■ TEXT:
— Begin —
František Ladislav Chleborád (24 November 1839 – 20 July 1911) was a Czech political economist and a pioneer of cooperatives.

Biography
Born in Habry in Bohemia, part of the Austrian Empire, he graduated Staroměstské gymnázium (Old Town Grammar School) in Prague and went on to study law and political economy.

Being fluent in Bulgarian, Russian, German, Serbian or French, Chleborád travelled the world and became an honorary consul of the Republic of Venezuela. He held many posts during his active career, including the chairman of the Brno Sokol, and leadership roles in financial institutions and banks.

Chleborád was prominent for founding the worker's cooperatives, named Oul (19th century Czech for beehive), encouraging workers to unite and to be educated. The organization was inspired by the ideas of Schulze-Delitzsch. The Czech mutual aid movement then spread outside of Prague and was also established in Brno and Liberec.

He taught political economy at the University of Prague, writing influential textbooks, arguing for nationalist socialism. He was academically active at around the financial crisis of 1873.

In 1888, Chleborád emigrated to the Russian Empire, where he became the government's adviser on matters Slavic and financial. He died in St. Petersburg in 1911.
— End —
■ WRITTEN EXERCISE 1:
Output every line of the listing below as a JSON list of strings, one string per line, leaving out any blank lines.

■ RECORDS SUPPLIED:
— Begin —
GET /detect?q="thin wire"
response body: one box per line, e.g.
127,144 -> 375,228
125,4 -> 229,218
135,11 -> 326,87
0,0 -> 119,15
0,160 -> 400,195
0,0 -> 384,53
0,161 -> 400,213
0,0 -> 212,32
— End —
■ WRITTEN EXERCISE 2:
According to the Chleborád biography, what does the cooperative name Oul mean?

■ WORKED ANSWER 1:
[
  "GET /detect?q=\"thin wire\"",
  "response body: one box per line, e.g.",
  "127,144 -> 375,228",
  "125,4 -> 229,218",
  "135,11 -> 326,87",
  "0,0 -> 119,15",
  "0,160 -> 400,195",
  "0,0 -> 384,53",
  "0,161 -> 400,213",
  "0,0 -> 212,32"
]

■ WORKED ANSWER 2:
Beehive, in 19th-century Czech.